● WHAT IS NEEDED: Output all of the entries below precisely as written.

● LISTED RECORDS:
===============

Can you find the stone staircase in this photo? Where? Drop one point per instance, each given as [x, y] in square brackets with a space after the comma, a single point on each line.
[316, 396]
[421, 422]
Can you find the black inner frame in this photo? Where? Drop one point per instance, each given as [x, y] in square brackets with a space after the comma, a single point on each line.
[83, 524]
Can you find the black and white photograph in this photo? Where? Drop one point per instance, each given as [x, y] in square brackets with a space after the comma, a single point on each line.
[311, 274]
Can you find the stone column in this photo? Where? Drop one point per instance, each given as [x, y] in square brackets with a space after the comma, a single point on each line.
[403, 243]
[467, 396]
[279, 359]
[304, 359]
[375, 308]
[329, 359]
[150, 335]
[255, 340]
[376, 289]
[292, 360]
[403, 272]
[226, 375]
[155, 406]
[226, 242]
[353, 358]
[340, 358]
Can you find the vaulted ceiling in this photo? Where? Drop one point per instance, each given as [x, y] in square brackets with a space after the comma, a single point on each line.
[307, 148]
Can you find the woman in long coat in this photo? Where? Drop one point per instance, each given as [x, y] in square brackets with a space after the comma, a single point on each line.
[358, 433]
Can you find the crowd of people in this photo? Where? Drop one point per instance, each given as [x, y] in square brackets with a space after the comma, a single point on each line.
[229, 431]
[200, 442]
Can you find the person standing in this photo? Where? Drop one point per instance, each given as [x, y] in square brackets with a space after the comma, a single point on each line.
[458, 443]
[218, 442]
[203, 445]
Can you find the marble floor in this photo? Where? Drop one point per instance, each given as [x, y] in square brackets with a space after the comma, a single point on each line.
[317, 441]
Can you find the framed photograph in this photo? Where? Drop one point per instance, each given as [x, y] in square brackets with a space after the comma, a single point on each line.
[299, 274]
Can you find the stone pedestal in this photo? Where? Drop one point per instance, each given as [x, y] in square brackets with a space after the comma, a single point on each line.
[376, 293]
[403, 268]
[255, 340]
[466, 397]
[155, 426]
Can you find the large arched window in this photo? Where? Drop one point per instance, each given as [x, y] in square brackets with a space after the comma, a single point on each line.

===============

● FINAL RESULT:
Can you find the stone staircase in this photo? Where? Drop one point per instance, each given as [x, y] in square brackets with a space after the comma, a single point on each line.
[316, 396]
[421, 422]
Can you find the black inner frame in this photo? Where? Drop one point per instance, each given as [x, y] in square brackets with a space after the comma, a single point on each line.
[83, 524]
Can you find the black and white photograph in this photo? Where? Drop one point per instance, each given as [x, y] in square brackets with a space after the comma, a single point on each line.
[311, 274]
Can you find the stone column in this photo? Where? Drop one point per instance, each given as [x, y] in square brackets with a space after the comma, a single point on each line.
[403, 243]
[467, 396]
[279, 359]
[304, 359]
[375, 308]
[329, 359]
[150, 335]
[255, 340]
[376, 289]
[292, 360]
[403, 272]
[226, 375]
[155, 406]
[226, 242]
[353, 358]
[340, 358]
Can you find the vaulted ceiling in this photo? Where? Drop one point per instance, each given as [x, y] in square brackets with a space after the comma, a single point on each line.
[307, 148]
Can you find the woman in long coat in this photo? Where? Drop one point per instance, each given as [x, y] in square brackets with a space after the comma, a single point on each line.
[358, 433]
Can you find the crowd of people in this photo? Where? Drop one point per instance, each given as [x, y] in square brackets with a space after the comma, a single point on each line.
[229, 431]
[200, 442]
Can you find the person standing in this photo? Where? Drop one point per instance, each given as [x, y] in square brackets with a space after the comma, a single point on each line.
[458, 443]
[218, 442]
[203, 445]
Can you find the marble floor in this photo? Where? Drop one point per instance, each given as [x, y] in square brackets with a space after the comma, a single point on each line.
[317, 441]
Can you find the framed photograph in this photo? Where? Drop one point per instance, each given as [x, y] in square brackets with a space after the comma, a single point on each line.
[299, 274]
Can you find the stone pedestal in this photo? Where? Drop one point per instance, each given as [x, y] in square brackets with a space after the comma, a single point on each line.
[376, 293]
[403, 268]
[255, 340]
[466, 397]
[155, 426]
Can you find the large arched window in this photo? Where? Drop one point per instance, each given as [x, y] in square brackets with a space after the comma, a single point on each line.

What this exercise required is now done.